STATED PROBLEM: In the data below, list every line that contains the string "wooden", matching case exactly.

[Items from a data source]
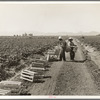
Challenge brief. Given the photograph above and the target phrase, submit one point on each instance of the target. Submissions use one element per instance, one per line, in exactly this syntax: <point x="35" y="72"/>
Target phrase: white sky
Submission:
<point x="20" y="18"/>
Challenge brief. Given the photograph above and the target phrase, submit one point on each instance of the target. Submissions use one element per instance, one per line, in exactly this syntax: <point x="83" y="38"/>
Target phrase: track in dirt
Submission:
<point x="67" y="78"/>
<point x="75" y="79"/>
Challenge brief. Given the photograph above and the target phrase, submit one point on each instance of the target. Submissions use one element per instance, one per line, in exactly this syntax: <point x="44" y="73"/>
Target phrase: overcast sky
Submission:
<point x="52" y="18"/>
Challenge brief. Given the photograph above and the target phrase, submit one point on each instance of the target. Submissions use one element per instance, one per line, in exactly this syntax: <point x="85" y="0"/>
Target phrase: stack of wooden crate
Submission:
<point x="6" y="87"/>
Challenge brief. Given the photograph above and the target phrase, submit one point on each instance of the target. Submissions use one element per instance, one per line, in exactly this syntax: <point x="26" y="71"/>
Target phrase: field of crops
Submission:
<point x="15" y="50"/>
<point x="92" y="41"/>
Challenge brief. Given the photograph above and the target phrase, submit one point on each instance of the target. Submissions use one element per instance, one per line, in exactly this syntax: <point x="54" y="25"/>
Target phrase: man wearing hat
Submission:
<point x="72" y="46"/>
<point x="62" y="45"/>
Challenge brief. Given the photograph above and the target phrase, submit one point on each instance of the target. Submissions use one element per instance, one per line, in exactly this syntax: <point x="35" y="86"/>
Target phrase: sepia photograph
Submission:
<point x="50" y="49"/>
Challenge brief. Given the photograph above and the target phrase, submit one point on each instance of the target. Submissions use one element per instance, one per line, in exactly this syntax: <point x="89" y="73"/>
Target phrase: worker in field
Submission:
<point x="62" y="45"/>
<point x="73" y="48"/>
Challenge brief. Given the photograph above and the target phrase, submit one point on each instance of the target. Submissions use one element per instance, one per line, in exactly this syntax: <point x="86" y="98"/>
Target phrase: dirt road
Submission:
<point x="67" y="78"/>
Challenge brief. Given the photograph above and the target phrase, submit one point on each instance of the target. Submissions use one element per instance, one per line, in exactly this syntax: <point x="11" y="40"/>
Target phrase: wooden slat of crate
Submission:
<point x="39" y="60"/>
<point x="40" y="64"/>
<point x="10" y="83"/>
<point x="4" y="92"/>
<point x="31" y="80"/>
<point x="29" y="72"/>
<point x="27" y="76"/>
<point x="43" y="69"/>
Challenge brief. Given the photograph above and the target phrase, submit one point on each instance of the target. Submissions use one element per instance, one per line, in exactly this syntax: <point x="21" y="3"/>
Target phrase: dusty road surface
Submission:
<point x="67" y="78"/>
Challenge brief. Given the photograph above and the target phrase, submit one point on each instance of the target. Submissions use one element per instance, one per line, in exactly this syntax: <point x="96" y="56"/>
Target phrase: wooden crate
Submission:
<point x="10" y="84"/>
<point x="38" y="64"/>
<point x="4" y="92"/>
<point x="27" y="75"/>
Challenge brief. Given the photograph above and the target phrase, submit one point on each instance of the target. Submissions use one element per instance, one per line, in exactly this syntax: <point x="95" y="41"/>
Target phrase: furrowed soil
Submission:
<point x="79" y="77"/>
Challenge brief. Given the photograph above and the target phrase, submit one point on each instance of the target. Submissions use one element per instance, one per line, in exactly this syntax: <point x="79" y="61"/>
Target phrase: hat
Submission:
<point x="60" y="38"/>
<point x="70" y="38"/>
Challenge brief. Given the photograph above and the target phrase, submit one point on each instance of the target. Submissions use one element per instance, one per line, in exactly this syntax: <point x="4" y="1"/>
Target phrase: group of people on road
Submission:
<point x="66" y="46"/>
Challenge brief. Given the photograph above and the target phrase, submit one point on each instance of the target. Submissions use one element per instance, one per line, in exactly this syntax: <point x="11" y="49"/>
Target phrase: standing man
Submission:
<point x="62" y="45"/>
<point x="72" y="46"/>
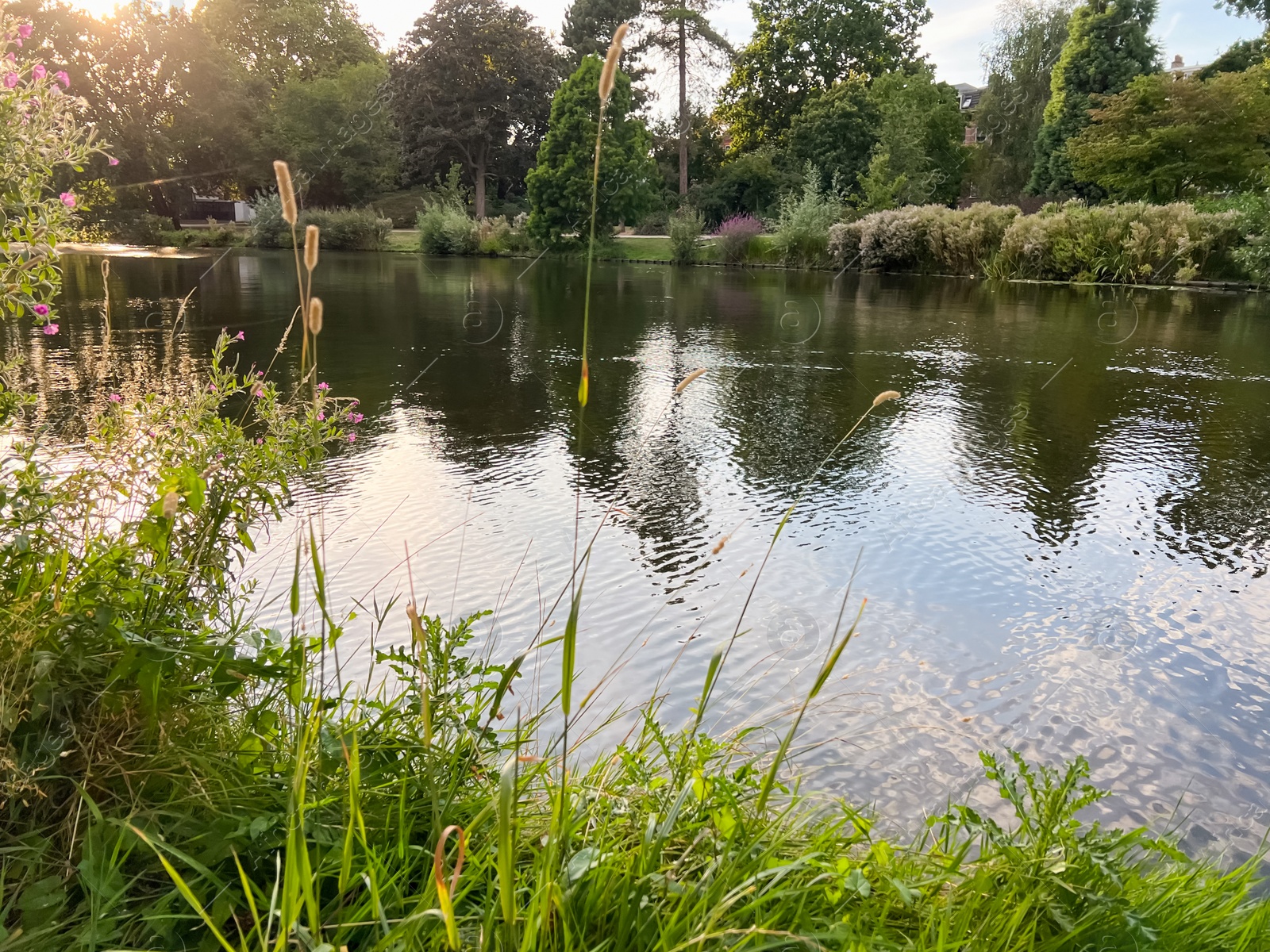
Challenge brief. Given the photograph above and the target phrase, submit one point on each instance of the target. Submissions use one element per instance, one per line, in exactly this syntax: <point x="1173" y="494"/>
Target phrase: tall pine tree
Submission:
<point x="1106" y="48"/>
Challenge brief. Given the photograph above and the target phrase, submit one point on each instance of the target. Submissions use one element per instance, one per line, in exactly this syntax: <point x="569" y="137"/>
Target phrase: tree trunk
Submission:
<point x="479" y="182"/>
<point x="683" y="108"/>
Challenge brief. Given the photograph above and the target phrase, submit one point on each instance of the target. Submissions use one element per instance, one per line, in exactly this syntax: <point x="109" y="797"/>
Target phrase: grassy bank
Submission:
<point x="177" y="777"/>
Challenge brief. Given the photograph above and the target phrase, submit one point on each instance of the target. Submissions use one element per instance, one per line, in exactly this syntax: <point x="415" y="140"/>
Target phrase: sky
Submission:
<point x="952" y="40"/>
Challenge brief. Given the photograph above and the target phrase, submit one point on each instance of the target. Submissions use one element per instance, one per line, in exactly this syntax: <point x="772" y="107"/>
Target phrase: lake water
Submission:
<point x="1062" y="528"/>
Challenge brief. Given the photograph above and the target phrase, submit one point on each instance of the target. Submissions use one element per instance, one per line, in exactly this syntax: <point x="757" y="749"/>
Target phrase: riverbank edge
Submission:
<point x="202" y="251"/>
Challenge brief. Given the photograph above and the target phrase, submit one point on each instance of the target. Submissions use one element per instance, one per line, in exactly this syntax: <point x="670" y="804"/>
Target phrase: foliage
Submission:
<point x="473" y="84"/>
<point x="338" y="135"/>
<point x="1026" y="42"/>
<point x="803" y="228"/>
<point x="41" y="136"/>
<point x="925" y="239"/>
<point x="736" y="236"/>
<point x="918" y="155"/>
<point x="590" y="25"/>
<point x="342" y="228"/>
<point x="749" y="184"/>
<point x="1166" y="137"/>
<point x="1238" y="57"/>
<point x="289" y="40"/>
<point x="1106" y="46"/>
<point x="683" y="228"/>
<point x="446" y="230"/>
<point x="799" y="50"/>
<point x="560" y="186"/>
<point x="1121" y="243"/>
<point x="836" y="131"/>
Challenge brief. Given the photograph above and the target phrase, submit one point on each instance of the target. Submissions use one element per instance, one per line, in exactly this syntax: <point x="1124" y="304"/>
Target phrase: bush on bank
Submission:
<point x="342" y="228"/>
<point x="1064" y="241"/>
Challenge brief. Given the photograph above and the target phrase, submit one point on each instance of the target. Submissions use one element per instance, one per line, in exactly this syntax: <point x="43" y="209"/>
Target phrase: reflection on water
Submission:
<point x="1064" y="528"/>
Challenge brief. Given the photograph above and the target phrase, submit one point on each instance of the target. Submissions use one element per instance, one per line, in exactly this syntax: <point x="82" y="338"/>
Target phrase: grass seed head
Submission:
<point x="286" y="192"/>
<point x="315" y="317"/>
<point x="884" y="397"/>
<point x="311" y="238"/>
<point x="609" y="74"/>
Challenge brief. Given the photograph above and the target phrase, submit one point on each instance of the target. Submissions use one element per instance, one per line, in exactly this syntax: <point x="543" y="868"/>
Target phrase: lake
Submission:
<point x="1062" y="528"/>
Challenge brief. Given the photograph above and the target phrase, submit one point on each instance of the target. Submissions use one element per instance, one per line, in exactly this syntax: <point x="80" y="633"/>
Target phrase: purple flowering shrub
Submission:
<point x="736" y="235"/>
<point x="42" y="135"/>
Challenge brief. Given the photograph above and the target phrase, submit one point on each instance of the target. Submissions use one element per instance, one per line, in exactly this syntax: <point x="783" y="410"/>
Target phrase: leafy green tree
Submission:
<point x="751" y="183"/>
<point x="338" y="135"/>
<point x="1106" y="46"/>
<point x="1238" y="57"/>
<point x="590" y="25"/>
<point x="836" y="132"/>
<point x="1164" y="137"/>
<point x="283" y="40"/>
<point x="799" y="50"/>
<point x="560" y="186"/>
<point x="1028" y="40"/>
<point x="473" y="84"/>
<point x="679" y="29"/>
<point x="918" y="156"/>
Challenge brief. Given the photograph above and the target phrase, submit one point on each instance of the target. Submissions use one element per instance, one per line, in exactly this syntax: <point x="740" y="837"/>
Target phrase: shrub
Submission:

TASK ANSWER:
Target phrase: stack of wooden crate
Target phrase: wooden slat of crate
Target phrase: wooden crate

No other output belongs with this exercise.